***** Given entries *****
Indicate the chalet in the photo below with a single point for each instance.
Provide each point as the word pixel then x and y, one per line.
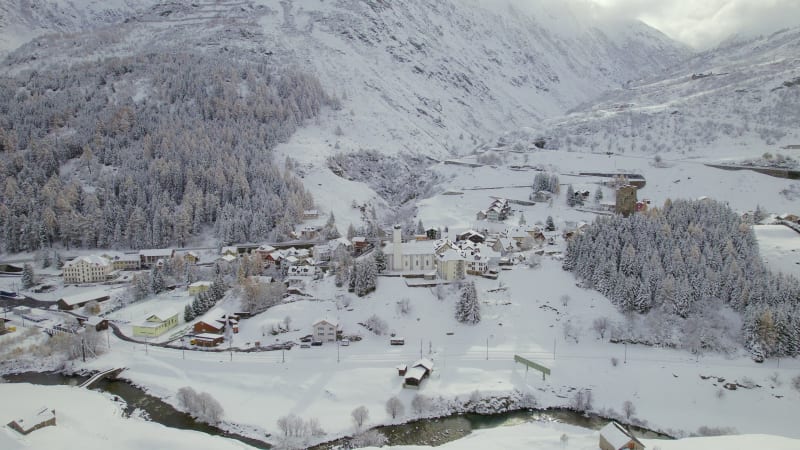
pixel 451 265
pixel 21 310
pixel 433 233
pixel 541 196
pixel 150 257
pixel 626 200
pixel 79 300
pixel 207 340
pixel 472 236
pixel 126 261
pixel 324 330
pixel 409 256
pixel 360 244
pixel 322 252
pixel 418 371
pixel 191 257
pixel 43 417
pixel 264 251
pixel 227 259
pixel 229 250
pixel 230 321
pixel 205 327
pixel 87 269
pixel 614 437
pixel 301 271
pixel 309 233
pixel 198 287
pixel 96 322
pixel 156 324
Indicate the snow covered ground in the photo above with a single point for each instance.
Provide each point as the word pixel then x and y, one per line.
pixel 547 436
pixel 780 247
pixel 90 420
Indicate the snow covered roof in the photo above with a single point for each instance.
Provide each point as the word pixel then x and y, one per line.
pixel 416 373
pixel 161 315
pixel 94 320
pixel 424 362
pixel 156 252
pixel 616 435
pixel 412 248
pixel 328 321
pixel 451 255
pixel 127 257
pixel 91 259
pixel 83 297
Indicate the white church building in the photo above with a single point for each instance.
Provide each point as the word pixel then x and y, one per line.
pixel 416 256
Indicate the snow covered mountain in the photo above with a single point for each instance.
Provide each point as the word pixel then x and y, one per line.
pixel 23 20
pixel 738 100
pixel 412 76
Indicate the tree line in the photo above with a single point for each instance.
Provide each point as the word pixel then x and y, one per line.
pixel 690 263
pixel 150 150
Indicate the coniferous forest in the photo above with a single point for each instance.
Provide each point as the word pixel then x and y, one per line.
pixel 686 268
pixel 150 151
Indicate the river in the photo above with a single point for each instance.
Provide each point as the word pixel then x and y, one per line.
pixel 418 432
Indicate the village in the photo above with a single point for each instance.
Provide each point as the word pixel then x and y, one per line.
pixel 293 301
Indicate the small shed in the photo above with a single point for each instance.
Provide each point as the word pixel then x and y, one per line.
pixel 76 301
pixel 43 417
pixel 207 340
pixel 96 322
pixel 614 437
pixel 418 371
pixel 205 327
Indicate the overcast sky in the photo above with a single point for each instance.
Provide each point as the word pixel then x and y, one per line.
pixel 704 23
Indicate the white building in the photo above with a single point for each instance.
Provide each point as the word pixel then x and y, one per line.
pixel 417 256
pixel 324 330
pixel 87 269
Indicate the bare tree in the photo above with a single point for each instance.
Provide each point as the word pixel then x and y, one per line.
pixel 600 326
pixel 394 407
pixel 404 306
pixel 371 438
pixel 628 409
pixel 360 416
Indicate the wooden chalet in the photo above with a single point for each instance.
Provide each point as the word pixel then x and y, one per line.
pixel 614 437
pixel 205 327
pixel 418 371
pixel 207 340
pixel 77 301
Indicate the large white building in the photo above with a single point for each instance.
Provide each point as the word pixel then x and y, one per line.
pixel 87 269
pixel 417 256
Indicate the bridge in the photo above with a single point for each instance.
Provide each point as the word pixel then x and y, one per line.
pixel 109 374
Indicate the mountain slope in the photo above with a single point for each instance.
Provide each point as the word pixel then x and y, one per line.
pixel 413 75
pixel 735 101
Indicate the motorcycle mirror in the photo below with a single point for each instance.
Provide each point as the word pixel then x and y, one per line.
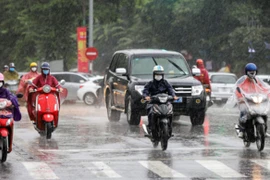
pixel 62 82
pixel 19 95
pixel 238 89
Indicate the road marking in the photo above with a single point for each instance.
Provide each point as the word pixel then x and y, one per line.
pixel 103 170
pixel 263 163
pixel 143 149
pixel 220 169
pixel 39 170
pixel 161 169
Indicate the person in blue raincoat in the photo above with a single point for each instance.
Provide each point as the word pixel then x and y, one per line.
pixel 156 86
pixel 4 93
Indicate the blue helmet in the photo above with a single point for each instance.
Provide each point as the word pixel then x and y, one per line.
pixel 45 65
pixel 251 70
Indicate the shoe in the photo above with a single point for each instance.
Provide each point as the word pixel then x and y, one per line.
pixel 149 130
pixel 240 134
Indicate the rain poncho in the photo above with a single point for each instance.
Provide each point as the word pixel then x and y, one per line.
pixel 204 77
pixel 4 93
pixel 249 86
pixel 11 75
pixel 24 84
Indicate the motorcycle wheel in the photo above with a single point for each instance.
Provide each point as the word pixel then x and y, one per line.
pixel 164 137
pixel 48 130
pixel 113 115
pixel 3 147
pixel 260 140
pixel 154 139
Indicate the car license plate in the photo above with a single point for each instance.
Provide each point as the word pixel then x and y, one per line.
pixel 224 90
pixel 179 100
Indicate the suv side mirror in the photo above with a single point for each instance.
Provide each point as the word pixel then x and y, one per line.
pixel 121 71
pixel 196 72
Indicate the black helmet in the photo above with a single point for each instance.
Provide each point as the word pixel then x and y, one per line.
pixel 251 70
pixel 45 65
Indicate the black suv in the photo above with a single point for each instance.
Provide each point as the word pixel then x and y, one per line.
pixel 131 69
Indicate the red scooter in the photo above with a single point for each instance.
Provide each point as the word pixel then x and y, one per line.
pixel 43 108
pixel 6 127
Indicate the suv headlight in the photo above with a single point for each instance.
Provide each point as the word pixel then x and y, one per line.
pixel 163 99
pixel 196 90
pixel 139 88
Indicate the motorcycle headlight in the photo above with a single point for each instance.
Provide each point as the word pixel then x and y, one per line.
pixel 3 104
pixel 139 88
pixel 46 88
pixel 8 122
pixel 196 90
pixel 163 99
pixel 257 99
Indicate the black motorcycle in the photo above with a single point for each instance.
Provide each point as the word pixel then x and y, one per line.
pixel 256 124
pixel 162 113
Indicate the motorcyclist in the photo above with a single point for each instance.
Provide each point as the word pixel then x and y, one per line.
pixel 44 78
pixel 156 86
pixel 5 93
pixel 11 74
pixel 33 73
pixel 5 68
pixel 204 77
pixel 247 84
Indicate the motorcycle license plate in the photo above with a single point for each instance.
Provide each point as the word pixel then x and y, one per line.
pixel 179 100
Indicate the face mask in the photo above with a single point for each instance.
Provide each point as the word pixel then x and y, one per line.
pixel 158 77
pixel 45 71
pixel 251 74
pixel 34 69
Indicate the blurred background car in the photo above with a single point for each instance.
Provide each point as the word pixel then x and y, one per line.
pixel 222 86
pixel 89 91
pixel 73 82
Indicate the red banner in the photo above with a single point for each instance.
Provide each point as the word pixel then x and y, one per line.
pixel 83 64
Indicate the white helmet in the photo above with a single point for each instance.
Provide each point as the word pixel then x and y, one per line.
pixel 158 69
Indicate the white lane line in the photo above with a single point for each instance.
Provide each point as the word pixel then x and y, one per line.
pixel 103 170
pixel 263 163
pixel 39 170
pixel 220 169
pixel 161 169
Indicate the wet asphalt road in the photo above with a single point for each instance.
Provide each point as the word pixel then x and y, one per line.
pixel 87 146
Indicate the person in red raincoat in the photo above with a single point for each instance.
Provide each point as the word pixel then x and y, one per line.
pixel 247 83
pixel 44 78
pixel 23 86
pixel 204 77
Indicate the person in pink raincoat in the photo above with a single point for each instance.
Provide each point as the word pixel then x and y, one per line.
*****
• _Objective_
Reproduce every item above word for word, leaving out the pictures.

• _Output for this task_
Indicate the chalet in the photo below with a single point for each instance.
Provide each point as the word pixel then x and y, one per line.
pixel 451 265
pixel 21 310
pixel 433 233
pixel 541 196
pixel 150 257
pixel 626 200
pixel 79 300
pixel 207 340
pixel 472 236
pixel 126 261
pixel 324 330
pixel 409 256
pixel 360 244
pixel 322 252
pixel 418 371
pixel 191 257
pixel 43 417
pixel 264 251
pixel 227 259
pixel 229 250
pixel 230 321
pixel 205 327
pixel 87 269
pixel 614 437
pixel 301 271
pixel 309 233
pixel 198 287
pixel 96 322
pixel 156 324
Indicate the snow covered ground in the photo above with a single point for each instance.
Provide each point as the word pixel then x and y, one per line.
pixel 547 436
pixel 780 247
pixel 90 420
Indicate the snow covered roof in the photo above with a single point for each instance.
Provide each point as the word pixel then x and y, one per line.
pixel 416 373
pixel 161 315
pixel 94 320
pixel 424 362
pixel 156 252
pixel 616 435
pixel 412 248
pixel 328 321
pixel 451 255
pixel 127 257
pixel 91 259
pixel 83 297
Indicate the white church building in the photo above with a single point for each instance.
Provide each point as the word pixel then x and y, one per line.
pixel 416 256
Indicate the snow covered mountain in the photo above with a single point for each instance.
Provide each point as the word pixel then x and y, one per line.
pixel 23 20
pixel 738 100
pixel 412 76
Indicate the tree line in the photo above with a single point for each instance.
Provide each point as the word pixel then x and y, one per line.
pixel 690 263
pixel 150 150
Indicate the coniferous forest in the photo above with a single point for each instance.
Provide each point as the word pixel then x and y, one per line.
pixel 686 268
pixel 150 151
Indicate the river in the photo above with a single point for each instance.
Provide each point as the word pixel then x and y, one per line.
pixel 418 432
Indicate the village in the photo above with a single point for each instance.
Provide each point as the word pixel then x and y, one per line.
pixel 293 301
Indicate the small shed in the photo above with a single point for each instance.
Provide each point as the word pixel then x and y, one per line.
pixel 76 301
pixel 43 417
pixel 207 340
pixel 96 322
pixel 614 437
pixel 418 371
pixel 205 327
Indicate the overcast sky in the photo above with a single point for each instance.
Provide each point as the word pixel then x and y, one per line.
pixel 704 23
Indicate the white building in the photo above with a single point for each instance.
Provide each point as the word pixel then x and y, one per line.
pixel 417 256
pixel 324 330
pixel 87 269
Indicate the bare tree in the photo above with a single point for each instance.
Provide each point as the word pixel then x and y, one per line.
pixel 600 326
pixel 394 407
pixel 404 306
pixel 371 438
pixel 628 409
pixel 360 416
Indicate the wooden chalet in the photo above with a single point for each instance.
Provide each point as the word pixel then x and y, one per line.
pixel 614 437
pixel 205 327
pixel 418 371
pixel 207 340
pixel 77 301
Indicate the large white building in the photo above with a single point for each instance.
Provide each point as the word pixel then x and y, one per line.
pixel 87 269
pixel 417 256
Indicate the bridge in the photo above with a single point for each instance.
Provide each point as the word pixel then x and y, one per line.
pixel 109 374
Indicate the mountain slope in the photo above with a single point for each instance.
Provide each point as the word pixel then x and y, one per line.
pixel 413 75
pixel 735 101
Indicate the motorcycle mirror in the photo below with a single point for each instance.
Provide each point as the word pixel then x and y, one per line.
pixel 62 82
pixel 19 95
pixel 238 89
Indicate the road marking in the photo above with a single point for each instance.
Provide each point as the word pixel then x and y, one per line.
pixel 103 170
pixel 263 163
pixel 143 149
pixel 220 169
pixel 39 170
pixel 161 169
Indicate the person in blue raincoat in the photo above with a single point for each instance.
Provide each point as the word pixel then x and y, one per line.
pixel 156 86
pixel 4 93
Indicate the blue helmet in the photo above with a single point for each instance.
Provide each point as the word pixel then x and y, one per line.
pixel 45 65
pixel 251 70
Indicate the shoe in the photo above with a single point for each instance.
Provide each point as the word pixel then x and y, one per line.
pixel 149 130
pixel 240 134
Indicate the rain poncho in the photo above with a single point for each instance.
Provide each point as the word pixel then x and y, one per line.
pixel 204 77
pixel 4 93
pixel 249 86
pixel 11 75
pixel 24 84
Indicate the motorcycle wheel in the photo above with a single point for each instance.
Provide each point as the word pixel then x and y, one per line.
pixel 164 137
pixel 48 130
pixel 113 115
pixel 3 147
pixel 260 140
pixel 154 139
Indicate the car license plate in the photo above with a single point for each instance.
Provide each point as the word pixel then x and y, one per line.
pixel 224 90
pixel 179 100
Indicate the suv side mirror in the photo above with a single point for each instance.
Provide each point as the word pixel then x and y, one per line.
pixel 121 71
pixel 196 72
Indicate the black helmet in the photo above with a single point for each instance.
Provide each point as the word pixel then x and y, one per line.
pixel 251 70
pixel 45 65
Indicate the black suv in the photo above with a single point for each instance.
Provide each point as the word pixel then x and y, one per line.
pixel 131 69
Indicate the red scooter in the photo above with a single point for each instance.
Provide each point as the word pixel then x and y, one per line.
pixel 43 108
pixel 6 127
Indicate the suv headlight in the photo above with a single point for each instance.
Provide each point as the word pixel then x and y, one per line.
pixel 163 99
pixel 196 90
pixel 139 88
Indicate the motorcycle headlight in the photo above with a single point for each instance.
Provide each point as the word pixel then x and y, one per line.
pixel 3 104
pixel 139 88
pixel 46 88
pixel 8 122
pixel 196 90
pixel 163 99
pixel 257 99
Indicate the black motorcycle in the photo above with a single point for each instance.
Provide each point as the word pixel then x and y, one per line.
pixel 256 124
pixel 162 113
Indicate the motorcyclist in the photo above with a single point for each instance.
Provide each point as the word pixel then x and y, one per line.
pixel 44 78
pixel 156 86
pixel 5 93
pixel 11 74
pixel 33 73
pixel 5 68
pixel 204 77
pixel 247 84
Indicate the motorcycle license plate in the photo above with a single point for each instance.
Provide each point as the word pixel then x and y, one per line.
pixel 179 100
Indicate the face mask in the photo above with a single point for each instance.
Provide each point as the word pixel then x and y, one per line.
pixel 158 77
pixel 45 71
pixel 251 74
pixel 34 69
Indicate the blurred background car in the photo above with a single point for each instance.
Provide each point as the word pixel then x and y, one per line.
pixel 222 86
pixel 89 91
pixel 73 82
Indicate the red banner in the photo above with a single point for each instance.
Provide each point as the word pixel then x and y, one per line.
pixel 83 64
Indicate the white helmet in the photo above with a single point for each instance.
Provide each point as the word pixel then x and y, one per line.
pixel 158 69
Indicate the white lane line in the photo above with a single point for each instance.
Provide each point as the word pixel then x and y, one per line.
pixel 103 170
pixel 263 163
pixel 39 170
pixel 220 169
pixel 161 169
Indicate the wet asphalt road in the photo above with a single point for each instance.
Provide each point as the word pixel then x and y, one per line.
pixel 87 146
Indicate the person in red raincoat in the photo above with a single point for each instance.
Provide each point as the word pixel then x and y, one per line.
pixel 247 83
pixel 44 78
pixel 23 86
pixel 204 77
Indicate the person in pink raincoat in the photo above with a single point for each instance.
Provide each point as the word pixel then x and y, one per line.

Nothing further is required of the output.